Your goal |
Return every line of the listing below that contains the word "pillow", copying each line in full. Matching is case-sensitive.

[BEGIN Material for this exercise]

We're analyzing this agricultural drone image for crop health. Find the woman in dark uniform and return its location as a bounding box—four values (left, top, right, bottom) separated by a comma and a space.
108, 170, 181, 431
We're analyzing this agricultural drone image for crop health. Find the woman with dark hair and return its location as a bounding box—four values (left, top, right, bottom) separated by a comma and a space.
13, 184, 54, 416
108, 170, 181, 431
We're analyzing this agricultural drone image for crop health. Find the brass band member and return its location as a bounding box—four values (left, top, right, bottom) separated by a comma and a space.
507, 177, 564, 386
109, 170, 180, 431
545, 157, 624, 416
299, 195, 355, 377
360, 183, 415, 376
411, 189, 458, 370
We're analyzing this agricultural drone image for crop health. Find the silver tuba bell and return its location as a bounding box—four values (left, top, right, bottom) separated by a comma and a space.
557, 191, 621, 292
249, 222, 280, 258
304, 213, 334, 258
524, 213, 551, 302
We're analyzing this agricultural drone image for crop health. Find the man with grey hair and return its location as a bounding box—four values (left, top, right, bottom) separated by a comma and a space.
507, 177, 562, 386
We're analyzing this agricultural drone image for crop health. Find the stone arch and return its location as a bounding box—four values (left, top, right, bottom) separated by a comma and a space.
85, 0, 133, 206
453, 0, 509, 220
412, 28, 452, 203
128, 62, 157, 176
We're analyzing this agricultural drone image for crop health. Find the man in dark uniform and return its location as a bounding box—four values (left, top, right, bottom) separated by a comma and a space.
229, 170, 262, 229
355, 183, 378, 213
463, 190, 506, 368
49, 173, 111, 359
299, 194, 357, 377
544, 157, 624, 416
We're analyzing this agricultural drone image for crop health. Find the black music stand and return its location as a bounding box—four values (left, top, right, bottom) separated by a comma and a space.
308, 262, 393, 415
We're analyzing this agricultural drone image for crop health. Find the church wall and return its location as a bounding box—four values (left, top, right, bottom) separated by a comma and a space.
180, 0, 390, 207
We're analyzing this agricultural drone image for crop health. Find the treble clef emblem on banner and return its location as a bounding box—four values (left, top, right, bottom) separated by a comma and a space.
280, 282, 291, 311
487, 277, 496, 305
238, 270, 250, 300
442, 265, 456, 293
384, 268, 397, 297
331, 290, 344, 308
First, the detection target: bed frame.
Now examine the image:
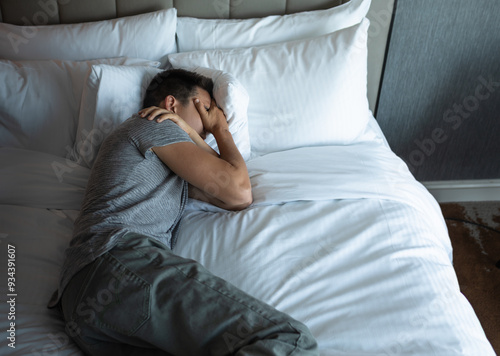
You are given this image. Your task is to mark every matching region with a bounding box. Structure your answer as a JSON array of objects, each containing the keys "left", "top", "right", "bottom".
[{"left": 0, "top": 0, "right": 395, "bottom": 113}]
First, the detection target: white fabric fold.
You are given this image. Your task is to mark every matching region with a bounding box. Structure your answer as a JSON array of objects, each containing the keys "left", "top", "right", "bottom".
[{"left": 0, "top": 147, "right": 90, "bottom": 210}]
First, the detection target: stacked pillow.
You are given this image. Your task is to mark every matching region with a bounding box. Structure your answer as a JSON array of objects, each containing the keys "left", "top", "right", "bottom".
[{"left": 0, "top": 0, "right": 370, "bottom": 163}]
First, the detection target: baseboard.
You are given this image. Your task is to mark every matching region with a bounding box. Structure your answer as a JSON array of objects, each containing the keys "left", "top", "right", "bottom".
[{"left": 422, "top": 179, "right": 500, "bottom": 203}]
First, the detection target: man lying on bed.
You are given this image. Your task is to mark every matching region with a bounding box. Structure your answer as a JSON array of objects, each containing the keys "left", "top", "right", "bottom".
[{"left": 49, "top": 70, "right": 317, "bottom": 355}]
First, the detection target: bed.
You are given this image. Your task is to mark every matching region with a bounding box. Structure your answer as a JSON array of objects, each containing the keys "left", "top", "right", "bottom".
[{"left": 0, "top": 0, "right": 495, "bottom": 356}]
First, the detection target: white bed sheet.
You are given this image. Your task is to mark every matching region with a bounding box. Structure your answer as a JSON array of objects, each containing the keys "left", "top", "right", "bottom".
[{"left": 0, "top": 118, "right": 494, "bottom": 356}]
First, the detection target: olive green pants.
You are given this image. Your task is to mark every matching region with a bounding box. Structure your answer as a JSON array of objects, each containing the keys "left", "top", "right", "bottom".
[{"left": 61, "top": 234, "right": 319, "bottom": 356}]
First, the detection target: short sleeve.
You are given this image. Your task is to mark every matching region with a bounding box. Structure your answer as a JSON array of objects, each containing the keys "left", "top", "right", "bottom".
[{"left": 130, "top": 116, "right": 193, "bottom": 158}]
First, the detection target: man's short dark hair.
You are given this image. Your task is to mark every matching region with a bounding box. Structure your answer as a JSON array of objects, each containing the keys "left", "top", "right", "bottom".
[{"left": 142, "top": 69, "right": 214, "bottom": 108}]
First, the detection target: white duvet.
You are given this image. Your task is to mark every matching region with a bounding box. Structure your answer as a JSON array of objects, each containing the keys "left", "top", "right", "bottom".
[{"left": 0, "top": 124, "right": 494, "bottom": 356}]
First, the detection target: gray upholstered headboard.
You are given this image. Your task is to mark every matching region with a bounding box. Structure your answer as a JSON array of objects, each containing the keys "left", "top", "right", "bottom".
[{"left": 0, "top": 0, "right": 394, "bottom": 111}]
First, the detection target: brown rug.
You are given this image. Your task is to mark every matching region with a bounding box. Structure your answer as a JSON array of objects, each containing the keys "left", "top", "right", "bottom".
[{"left": 440, "top": 202, "right": 500, "bottom": 355}]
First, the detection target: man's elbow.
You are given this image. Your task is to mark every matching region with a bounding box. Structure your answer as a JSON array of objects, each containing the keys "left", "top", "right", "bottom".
[{"left": 226, "top": 186, "right": 253, "bottom": 211}]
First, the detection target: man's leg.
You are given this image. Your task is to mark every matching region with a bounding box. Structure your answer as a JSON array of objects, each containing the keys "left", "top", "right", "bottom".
[{"left": 63, "top": 235, "right": 318, "bottom": 355}]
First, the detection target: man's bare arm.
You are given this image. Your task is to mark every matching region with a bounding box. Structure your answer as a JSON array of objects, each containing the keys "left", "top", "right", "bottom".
[{"left": 153, "top": 101, "right": 253, "bottom": 210}]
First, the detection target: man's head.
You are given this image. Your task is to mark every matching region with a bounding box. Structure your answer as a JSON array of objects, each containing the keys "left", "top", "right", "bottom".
[{"left": 143, "top": 69, "right": 214, "bottom": 135}]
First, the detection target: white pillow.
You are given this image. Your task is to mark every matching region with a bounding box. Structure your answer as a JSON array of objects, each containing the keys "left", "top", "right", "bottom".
[
  {"left": 74, "top": 65, "right": 250, "bottom": 167},
  {"left": 0, "top": 8, "right": 177, "bottom": 64},
  {"left": 177, "top": 0, "right": 371, "bottom": 52},
  {"left": 169, "top": 19, "right": 371, "bottom": 156},
  {"left": 0, "top": 58, "right": 159, "bottom": 157}
]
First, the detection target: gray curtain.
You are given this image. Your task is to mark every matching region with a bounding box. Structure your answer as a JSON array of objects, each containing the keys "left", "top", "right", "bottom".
[{"left": 376, "top": 0, "right": 500, "bottom": 181}]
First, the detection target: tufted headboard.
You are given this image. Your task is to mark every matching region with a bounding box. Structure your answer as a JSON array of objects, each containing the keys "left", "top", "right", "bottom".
[{"left": 0, "top": 0, "right": 395, "bottom": 112}]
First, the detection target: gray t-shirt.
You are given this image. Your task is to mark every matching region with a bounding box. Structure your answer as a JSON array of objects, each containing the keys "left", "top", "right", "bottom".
[{"left": 49, "top": 115, "right": 192, "bottom": 307}]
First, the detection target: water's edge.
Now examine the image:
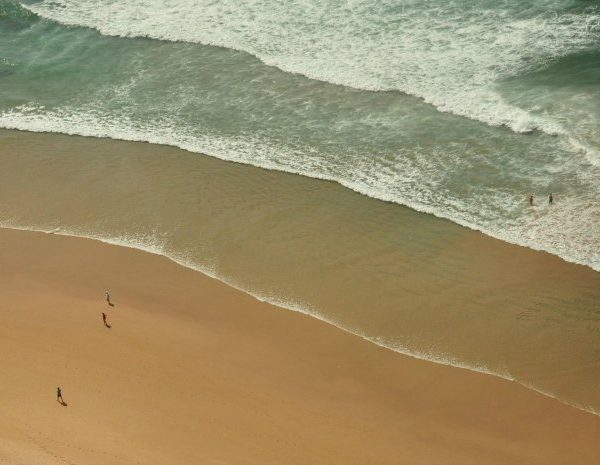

[END Material for this exercise]

Output for this task |
First, the detection target: stacked pillow.
First, the detection target: white pillow.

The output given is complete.